To be done:
**a)** In the text on water vending machines in south Texas colonias, what are the machines colloquially called?
**b)** The text on water vending machines in south Texas colonias describes tap water through the senses. Name every sensory complaint it lists.
**c)** Extend the passage on water vending machines in south Texas colonias past its final sentence.

Rather than drink tap water delivered through community water systems, thousands of families living in south Texas “colonias,” low-income peri-urban and rural subdivisions on the US-Mexico border, rely on private water vending machines. My recent study discovered that over 87% of the surveyed colonias households relied on 50% or more of drinking water from the water vending machines, colloquially known as the molinto (little windmill). Some may argue that the water vending machine is an engineering success. Who could argue with a point-distribution system that purified water? I suggest otherwise: the ubiquitous water vending machine in South Texas symbolizes a failure of public water systems to provide adequately clean water for the larger community.
Water vending machines fill a demand: residents don’t trust the quality of water from the tap. It smells, looks funny, or tastes dirty. It is unreliable: water pressure problems and boil-alerts surprise residents. Others experience skin rashes after showers or baths, and many are concerned that the tap water causes illness. The region’s less than stellar history of domestic drinking water provision and fragmented system of water conveyance –moving water from the Rio Grande through irrigation district conveyance systems into water facilities– also undermine residents’ trust in source quality.
But the water vending machine as a quick-fix to long-standing water quality problems in the region costs a lot. It costs the most impoverished households to pay more money for water. Water is universally unaffordable, defined as 2.5% monthly income, and reliance on vended water exacerbates the problem. In addition, over 50% of surveyed households reported that they either missed a water payment or lacked money to pay for their water at some time in the last year.

Data section:
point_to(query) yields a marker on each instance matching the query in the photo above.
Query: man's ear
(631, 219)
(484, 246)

Results of the tasks:
**a)** The molinto (little windmill).

**b)** It smells, looks funny, and tastes dirty.

**c)**
Accessing drinking water from a vending machine also costs in terms of time and effort. Reliance on water machines requires residents to convey their drinking water in heavy five-gallon bottles from distribution machines to their homes. It is not surprising, then, that over 37% of surveyed household reported difficulty transporting drinking water. For some, especially the elderly, it was a physical burden; for others, it required gas money. Colonias residents made the connection between transportation and water: “Si no hay gas, no hay agua” (if no gasoline, no water). In short, drinking water is effectively privatized through the water vending machine by shifting access, conveyance, and responsibility for acceptable drinking water from a regulated community system to the unregulated market and individual.
Privatizing water in this way is not only a costly burden on the poorest households; it a potential public health risk. Water vending machines are de facto unregulated. We can only speculate on the health implications of such an overwhelming reliance on drinking water from vending machines.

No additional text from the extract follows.